▸ **Provided passage**
= = = = =

Tetralogy of Fallot: When The Words “Thank You” Aren’t Enough
A Letter To My Son’s Heart Surgeon:
I passed you in the hall today. I recognized you immediately, even though we’ve only spoken a few times.
Your face and your hands are emblazoned in my memory. You held my son’s heart in your hands.
You had business clothes on and a briefcase slung over your shoulder; different than the operating room scrubs and cap you wore when you told us our son’s surgery went well, and it would just be a few hours until we got to see him.
Your hands were the same though. I remember staring at your hands as your calming voice reviewed the risks of open heart surgery for Tetralogy of Fallott. I listened to the litany of potential complications you are obligated to share with parents, fighting mightily to allow the scariest words to flow quickly through my thoughts. The whole time I focused on your capable, experienced hands, allowing myself to be comforted by the fact that they’ve operated on the tiniest and the most complicated hearts.
We were both walking quickly today, in opposite directions, in a hurry to get to our respective destinations. There wasn’t time to stop and tell you a simple thank you for the life you’ve given our son, but I thought about you the rest of the day.
I wondered if you know how often families like ours think of you with gratitude. I wondered about the weight you must carry, the weight of thousands of little hearts, and the hearts of their mommies and daddies, too. I wondered about the weight of those you weren’t able to save; wondered if the energy of those you’ve sustained life for can carry you through the hardest moments.
I wondered if you know that we have a thriving, rambunctious, loving four year old because of you; that when we celebrate how well he is learning his letters, and marvel at how much information he retains about bugs and plants, and as we laugh at his quirks, that we also think of you.

= = = = =

▸ **What you will do**
1) In the letter to the heart surgeon, list every moment with the son that the writer says also brings the surgeon to mind.
2) Pick up the letter to the heart surgeon after its last sentence and keep writing it.

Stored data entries
= = = = =

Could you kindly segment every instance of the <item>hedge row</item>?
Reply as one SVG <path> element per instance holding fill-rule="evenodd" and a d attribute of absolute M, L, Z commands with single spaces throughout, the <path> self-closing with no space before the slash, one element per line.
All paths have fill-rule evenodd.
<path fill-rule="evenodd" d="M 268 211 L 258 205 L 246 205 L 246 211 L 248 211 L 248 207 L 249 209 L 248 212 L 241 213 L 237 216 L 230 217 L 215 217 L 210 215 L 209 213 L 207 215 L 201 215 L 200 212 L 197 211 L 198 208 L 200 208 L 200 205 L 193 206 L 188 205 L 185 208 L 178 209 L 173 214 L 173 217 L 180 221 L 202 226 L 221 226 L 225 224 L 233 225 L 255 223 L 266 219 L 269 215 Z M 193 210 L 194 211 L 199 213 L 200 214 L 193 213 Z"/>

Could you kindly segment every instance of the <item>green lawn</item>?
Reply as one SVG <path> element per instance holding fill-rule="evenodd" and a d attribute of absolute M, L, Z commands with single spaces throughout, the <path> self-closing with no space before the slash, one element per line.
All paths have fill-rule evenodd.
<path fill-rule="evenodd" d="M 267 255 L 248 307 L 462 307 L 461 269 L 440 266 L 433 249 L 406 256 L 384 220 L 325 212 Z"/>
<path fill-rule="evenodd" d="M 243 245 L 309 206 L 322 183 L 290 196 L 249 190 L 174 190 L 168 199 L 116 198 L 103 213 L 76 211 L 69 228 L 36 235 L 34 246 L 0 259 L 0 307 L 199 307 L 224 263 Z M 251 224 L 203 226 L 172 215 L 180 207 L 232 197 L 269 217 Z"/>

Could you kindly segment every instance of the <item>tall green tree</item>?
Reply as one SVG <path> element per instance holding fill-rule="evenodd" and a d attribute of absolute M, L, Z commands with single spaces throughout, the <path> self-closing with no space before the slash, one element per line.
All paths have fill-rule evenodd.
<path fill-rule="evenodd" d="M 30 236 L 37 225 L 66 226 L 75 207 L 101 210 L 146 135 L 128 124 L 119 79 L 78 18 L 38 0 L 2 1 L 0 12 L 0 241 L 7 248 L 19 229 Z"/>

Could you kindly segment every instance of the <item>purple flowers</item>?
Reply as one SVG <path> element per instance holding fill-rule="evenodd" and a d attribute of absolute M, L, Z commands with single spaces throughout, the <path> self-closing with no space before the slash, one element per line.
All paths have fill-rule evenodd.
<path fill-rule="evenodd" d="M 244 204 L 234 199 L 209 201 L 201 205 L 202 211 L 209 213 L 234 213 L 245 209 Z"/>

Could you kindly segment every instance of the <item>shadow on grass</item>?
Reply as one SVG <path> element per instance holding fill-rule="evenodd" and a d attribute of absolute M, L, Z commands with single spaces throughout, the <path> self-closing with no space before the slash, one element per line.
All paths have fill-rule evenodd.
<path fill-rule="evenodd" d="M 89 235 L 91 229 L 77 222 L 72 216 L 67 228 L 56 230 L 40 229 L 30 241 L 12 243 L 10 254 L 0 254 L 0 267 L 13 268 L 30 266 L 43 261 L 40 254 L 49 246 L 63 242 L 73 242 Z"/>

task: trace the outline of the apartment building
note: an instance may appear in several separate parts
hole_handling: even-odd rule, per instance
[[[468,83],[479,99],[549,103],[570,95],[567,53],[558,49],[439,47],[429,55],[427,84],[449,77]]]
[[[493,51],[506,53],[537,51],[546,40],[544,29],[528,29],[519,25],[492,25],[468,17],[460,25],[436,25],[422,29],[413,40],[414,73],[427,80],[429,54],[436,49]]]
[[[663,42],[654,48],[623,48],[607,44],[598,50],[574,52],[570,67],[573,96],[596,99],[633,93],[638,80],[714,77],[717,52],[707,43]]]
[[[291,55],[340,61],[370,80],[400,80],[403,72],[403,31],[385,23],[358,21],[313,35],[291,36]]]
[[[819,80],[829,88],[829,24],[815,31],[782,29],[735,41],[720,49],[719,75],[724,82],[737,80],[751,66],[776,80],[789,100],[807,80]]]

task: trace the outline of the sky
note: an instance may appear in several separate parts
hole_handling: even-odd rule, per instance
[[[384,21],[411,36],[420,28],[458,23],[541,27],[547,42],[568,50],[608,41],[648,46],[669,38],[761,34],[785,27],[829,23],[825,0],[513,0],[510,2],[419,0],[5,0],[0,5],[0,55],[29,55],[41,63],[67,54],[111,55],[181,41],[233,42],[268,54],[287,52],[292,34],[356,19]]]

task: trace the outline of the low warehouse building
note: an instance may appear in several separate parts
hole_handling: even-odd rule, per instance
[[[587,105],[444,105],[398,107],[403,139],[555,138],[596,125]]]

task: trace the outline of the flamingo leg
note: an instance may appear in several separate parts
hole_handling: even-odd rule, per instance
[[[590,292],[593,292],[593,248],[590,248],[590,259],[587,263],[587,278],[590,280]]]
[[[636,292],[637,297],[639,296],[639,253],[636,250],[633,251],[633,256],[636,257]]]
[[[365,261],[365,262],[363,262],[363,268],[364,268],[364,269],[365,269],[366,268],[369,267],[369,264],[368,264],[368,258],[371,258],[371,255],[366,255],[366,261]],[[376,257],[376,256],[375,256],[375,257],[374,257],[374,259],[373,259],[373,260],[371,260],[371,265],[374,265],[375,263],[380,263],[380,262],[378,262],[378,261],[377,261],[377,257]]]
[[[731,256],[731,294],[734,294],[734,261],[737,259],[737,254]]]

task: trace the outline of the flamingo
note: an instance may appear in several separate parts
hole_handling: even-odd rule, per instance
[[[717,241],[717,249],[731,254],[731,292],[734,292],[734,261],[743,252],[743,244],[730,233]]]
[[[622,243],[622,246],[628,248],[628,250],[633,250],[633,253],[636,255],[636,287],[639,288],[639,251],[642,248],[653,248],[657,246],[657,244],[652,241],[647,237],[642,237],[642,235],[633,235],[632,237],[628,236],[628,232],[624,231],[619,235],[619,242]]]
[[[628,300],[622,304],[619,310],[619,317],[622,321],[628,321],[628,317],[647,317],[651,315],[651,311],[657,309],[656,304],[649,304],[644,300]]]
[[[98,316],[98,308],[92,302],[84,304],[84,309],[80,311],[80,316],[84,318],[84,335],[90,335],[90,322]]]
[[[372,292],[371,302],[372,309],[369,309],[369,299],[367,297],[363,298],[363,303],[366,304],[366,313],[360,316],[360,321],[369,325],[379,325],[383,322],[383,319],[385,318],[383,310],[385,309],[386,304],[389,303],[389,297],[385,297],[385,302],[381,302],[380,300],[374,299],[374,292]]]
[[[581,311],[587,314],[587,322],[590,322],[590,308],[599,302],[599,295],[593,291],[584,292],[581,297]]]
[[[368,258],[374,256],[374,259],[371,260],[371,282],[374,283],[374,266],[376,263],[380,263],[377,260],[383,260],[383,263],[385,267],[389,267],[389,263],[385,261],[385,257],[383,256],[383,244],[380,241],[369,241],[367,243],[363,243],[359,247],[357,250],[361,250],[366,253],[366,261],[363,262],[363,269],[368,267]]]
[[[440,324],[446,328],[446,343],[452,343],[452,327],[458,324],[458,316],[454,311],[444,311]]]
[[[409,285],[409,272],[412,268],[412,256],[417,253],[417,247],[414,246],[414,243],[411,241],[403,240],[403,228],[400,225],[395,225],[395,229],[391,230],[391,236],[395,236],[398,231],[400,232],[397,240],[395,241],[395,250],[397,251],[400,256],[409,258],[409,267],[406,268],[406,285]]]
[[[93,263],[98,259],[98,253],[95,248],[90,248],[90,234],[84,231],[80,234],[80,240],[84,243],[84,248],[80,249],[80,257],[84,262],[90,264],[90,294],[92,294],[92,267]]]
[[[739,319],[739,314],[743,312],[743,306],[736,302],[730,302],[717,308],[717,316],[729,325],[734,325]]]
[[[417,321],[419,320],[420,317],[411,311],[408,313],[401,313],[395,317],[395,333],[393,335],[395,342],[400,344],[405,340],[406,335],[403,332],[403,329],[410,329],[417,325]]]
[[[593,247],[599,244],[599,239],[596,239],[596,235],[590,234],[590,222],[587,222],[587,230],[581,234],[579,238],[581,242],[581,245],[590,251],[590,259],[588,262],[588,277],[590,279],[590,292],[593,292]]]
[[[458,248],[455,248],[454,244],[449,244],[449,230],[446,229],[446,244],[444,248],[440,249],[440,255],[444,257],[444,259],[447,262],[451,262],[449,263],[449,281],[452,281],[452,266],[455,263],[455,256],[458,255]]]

= = = = =

▸ **Expected outputs**
1)
- Celebrating how well he is learning his letters
- Marveling at how much information he retains about bugs and plants
- Laughing at his quirks

2)
I wondered if you know when we talk about our son and his special heart, that we say your name and the names of the other members of his care team with pride. We chose you, after all. We chose you, after careful consideration, and after speaking with other families and colleagues to learn about your outcomes and your interactions. We chose you, and no one else, to save our son.
There wasn’t time for a simple thank you, but a simple thank you really isn’t enough. Instead, I hope you know that we will honor the life you’ve given our son, by giving him every opportunity we are able. That we will encourage his hands to seek out meaningful ways to help other people, as a tribute to your hands that mended his little heart.
We hope not to see you again in your surgical scrubs; hope that his future interventions are not in your operating room; hope not to again give our son and his heart over to your skilled hands; but we would choose you without fail if that day came.
Every night, when I tuck my son in to bed, I rest my hand on his chest, a ritual of gratitude as his heart gently beats underneath my palm. It’s a reminder to let the stresses of the day melt away, to be present in that quiet moment, and to feel grateful for my family.
Do you feel the magnitude of much your hands have given us? That’s far too heavy a question to ask you in a quick passing in a hallway, but if these words ever reach you, I hope you know that these are the thoughts and feelings behind those firm handshakes and teary “thank yous” when the words just don’t seem enough.